Object pointing dataset rows
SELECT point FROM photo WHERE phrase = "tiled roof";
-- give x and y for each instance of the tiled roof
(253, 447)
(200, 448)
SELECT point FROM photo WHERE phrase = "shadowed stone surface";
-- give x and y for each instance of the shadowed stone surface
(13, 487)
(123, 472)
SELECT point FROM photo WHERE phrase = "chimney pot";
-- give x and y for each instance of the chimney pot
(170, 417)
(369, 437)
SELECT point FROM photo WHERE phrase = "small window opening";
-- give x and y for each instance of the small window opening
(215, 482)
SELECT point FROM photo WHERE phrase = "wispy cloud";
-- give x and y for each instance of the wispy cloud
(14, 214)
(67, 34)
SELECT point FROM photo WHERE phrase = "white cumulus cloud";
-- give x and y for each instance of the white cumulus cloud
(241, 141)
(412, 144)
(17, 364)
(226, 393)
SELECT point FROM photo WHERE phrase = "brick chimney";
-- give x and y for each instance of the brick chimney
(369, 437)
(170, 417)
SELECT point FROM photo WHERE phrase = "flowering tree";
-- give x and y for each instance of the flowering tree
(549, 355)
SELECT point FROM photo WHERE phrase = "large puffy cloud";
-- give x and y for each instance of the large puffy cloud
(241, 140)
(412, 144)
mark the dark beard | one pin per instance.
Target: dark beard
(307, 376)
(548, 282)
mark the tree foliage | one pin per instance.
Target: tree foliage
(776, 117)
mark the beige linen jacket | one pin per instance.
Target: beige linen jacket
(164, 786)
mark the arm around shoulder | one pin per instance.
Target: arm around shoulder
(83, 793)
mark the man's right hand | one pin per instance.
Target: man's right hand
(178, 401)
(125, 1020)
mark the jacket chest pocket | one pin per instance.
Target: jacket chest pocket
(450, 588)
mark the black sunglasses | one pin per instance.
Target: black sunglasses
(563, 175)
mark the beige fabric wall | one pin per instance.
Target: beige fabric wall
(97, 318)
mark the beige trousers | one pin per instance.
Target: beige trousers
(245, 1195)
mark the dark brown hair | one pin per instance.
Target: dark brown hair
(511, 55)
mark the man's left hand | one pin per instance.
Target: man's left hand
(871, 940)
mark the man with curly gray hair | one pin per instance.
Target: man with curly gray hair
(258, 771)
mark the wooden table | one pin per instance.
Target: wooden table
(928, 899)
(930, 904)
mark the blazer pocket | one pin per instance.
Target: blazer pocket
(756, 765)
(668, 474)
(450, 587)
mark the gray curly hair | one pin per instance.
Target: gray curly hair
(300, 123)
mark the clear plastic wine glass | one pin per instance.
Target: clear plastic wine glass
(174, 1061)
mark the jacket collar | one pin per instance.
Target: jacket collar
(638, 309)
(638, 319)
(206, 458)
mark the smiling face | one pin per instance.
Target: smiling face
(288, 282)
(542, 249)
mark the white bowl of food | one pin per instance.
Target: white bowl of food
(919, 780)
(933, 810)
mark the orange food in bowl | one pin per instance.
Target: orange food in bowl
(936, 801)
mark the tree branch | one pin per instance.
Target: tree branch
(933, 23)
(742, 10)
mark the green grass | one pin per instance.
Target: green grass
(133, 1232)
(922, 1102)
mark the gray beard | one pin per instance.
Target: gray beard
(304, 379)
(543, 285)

## SHORT PROBLEM
Rewrite all the entries above, changing "one pin per instance" to "one point per instance" wherever it occurs and leaving everything else unchanged.

## SOLUTION FOR THIS TASK
SELECT point FROM photo WHERE phrase = "tiled roof";
-- give x and y for each instance of the tiled roof
(253, 447)
(200, 448)
SELECT point FROM photo WHERE phrase = "shadowed stone surface";
-- give x and y for each instance of the shadowed stone surface
(13, 487)
(123, 472)
SELECT point FROM photo WHERE phrase = "chimney pot";
-- give x and y for each instance of the chimney pot
(170, 417)
(369, 437)
SELECT point FROM photo WHERE phrase = "small window opening";
-- give x and y for each instance of the small window opening
(215, 482)
SELECT point FROM photo WHERE phrase = "wispy cloud";
-- give x and y for each instance of the wispy cloud
(14, 214)
(67, 34)
SELECT point FROM photo WHERE phrase = "white cumulus cloud";
-- give x and y for each instance of the white cumulus cloud
(241, 141)
(412, 144)
(17, 364)
(226, 393)
SELECT point FROM photo WHERE phrase = "brick chimney";
-- give x and y for each instance of the brick chimney
(369, 437)
(170, 417)
SELECT point FROM photo WHERE phrase = "flowering tree";
-- give x and y for each instance of the flowering tree
(549, 355)
SELECT point FROM photo WHERE phrase = "large puffy cloud";
-- give x and y for each instance of the large puffy cloud
(241, 140)
(412, 144)
mark the dark beard | one point per instance.
Target: dark beard
(307, 376)
(548, 282)
mark the tree foliage | one point per instance.
Target: tree foliage
(776, 117)
mark the beige linen jacket | one point per instance.
Target: beige linen jacket
(164, 786)
mark the arm around shoulder | one point per instance.
Target: arm around shoulder
(83, 793)
mark the man's right hand | one point per instance.
Target: man's right hand
(178, 401)
(125, 1020)
mark the jacket chest pocket | one point per instance.
Target: jacket chest pocket
(450, 588)
mark the black sunglasses | one point per instance.
Target: black sunglasses
(563, 175)
mark the beige fabric wall | one point per instance.
Target: beige fabric wall
(97, 318)
mark the beige trousers | one point per instance.
Target: beige trousers
(245, 1195)
mark the dark brown hair | one point per instance.
Target: dark brown hair
(511, 55)
mark the man's left hand | one point per instance.
Target: man's left hand
(871, 940)
mark the man with curly gray hair | one point per instance.
Target: man with curly gray hair
(258, 771)
mark the wooden table | one point per instance.
Target: wooden table
(928, 899)
(930, 904)
mark the blazer pocket | one point per instance.
Target: blazer pocket
(756, 765)
(668, 474)
(450, 587)
mark the gray curly hair | one point per instance.
Target: gray curly hair
(300, 123)
mark the clear plastic wine glass | one point per instance.
Target: clear plastic wine glass
(174, 1061)
mark the jacket collar | one point per instance.
Target: jacket collar
(638, 309)
(638, 319)
(206, 458)
mark the smiling face | one point per instance.
Target: smiling face
(288, 282)
(542, 249)
mark the white bowl of food | one point per instance.
Target: white bowl of food
(919, 780)
(933, 810)
mark the orange food in bowl | one point per instance.
Target: orange food in bowl
(936, 801)
mark the tree branch | one point per instance.
Target: tree branch
(933, 23)
(742, 10)
mark the green grass | one point per instance.
Target: green grass
(133, 1232)
(922, 1102)
mark the gray beard | one point per instance.
Target: gray beard
(304, 379)
(543, 285)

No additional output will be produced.